**Records from a point labeling set**:
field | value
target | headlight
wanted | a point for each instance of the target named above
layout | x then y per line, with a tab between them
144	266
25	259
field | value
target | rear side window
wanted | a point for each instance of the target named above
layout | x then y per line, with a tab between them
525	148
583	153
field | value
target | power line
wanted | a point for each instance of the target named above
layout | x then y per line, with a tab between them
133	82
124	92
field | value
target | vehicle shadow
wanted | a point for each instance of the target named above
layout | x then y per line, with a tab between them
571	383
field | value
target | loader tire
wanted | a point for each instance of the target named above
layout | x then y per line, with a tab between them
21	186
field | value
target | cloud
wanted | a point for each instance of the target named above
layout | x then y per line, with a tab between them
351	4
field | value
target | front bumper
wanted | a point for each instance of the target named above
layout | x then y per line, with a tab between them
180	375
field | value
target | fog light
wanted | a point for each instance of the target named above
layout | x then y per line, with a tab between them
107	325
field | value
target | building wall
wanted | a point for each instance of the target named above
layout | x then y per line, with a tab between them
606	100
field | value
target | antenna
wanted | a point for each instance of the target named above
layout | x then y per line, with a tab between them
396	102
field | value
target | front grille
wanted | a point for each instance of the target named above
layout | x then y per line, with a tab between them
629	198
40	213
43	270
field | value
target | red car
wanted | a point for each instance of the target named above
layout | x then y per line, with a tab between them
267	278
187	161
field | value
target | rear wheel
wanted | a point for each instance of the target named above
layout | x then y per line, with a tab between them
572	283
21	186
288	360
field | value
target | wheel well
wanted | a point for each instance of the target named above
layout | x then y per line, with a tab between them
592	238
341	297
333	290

**EXERCISE DIRECTIONS**: Extract each line of the material exactly as it stands.

**FULL ANSWER**:
field | value
target | headlight
wanted | a point for each instance of the target named above
layout | x then y per line, with a tab between them
144	266
25	259
field | value
target | rear side window
wanted | a point for each instance of the target named above
layout | x then y per line, with a tab between them
525	148
583	153
field | value
target | power line
wanted | a point for each instance of the target named above
layout | x then y per line, with a tab between them
133	82
124	92
field | value
target | vehicle shadow
wanted | a point for each instance of the target named above
layout | x then y per line, with a tab between them
571	383
field | value
target | loader tire
wanted | a point for each instance of the target named above
layout | x then y per line, with a tab between them
21	186
field | value
target | cloud
wanted | a point for each instance of the target named above
layout | x then y per line, with a tab between them
351	4
field | value
target | front bumper
wanted | a point for each instance of the target named above
layout | x then y per line, with a tab between them
180	375
field | value
target | fog light
wanted | a point for each instance of the target named above
layout | x then y per line, with a tab between them
107	325
field | value
target | building wall
wanted | a point for each instance of the target named above
layout | x then y per line, with a tab between them
606	100
field | value
target | antenna
wanted | a point for each instance of the target named above
layout | x then y per line, with a tab between them
396	102
field | value
target | front grille
wanted | a point for each instance of the target named above
layout | x then y per line, with a tab between them
629	198
40	213
43	270
field | value
target | red car
wanted | a point for each instance of the target named above
layout | x then y per line, with a tab between them
267	278
187	161
field | value
target | rear wheel
wanted | a point for each instance of the target named above
layout | x then y per line, with a tab between them
572	283
21	186
288	360
field | value
target | wheel well
wanted | a point for each instance of the target named above
layout | x then y per line, with a tab between them
592	238
341	297
333	290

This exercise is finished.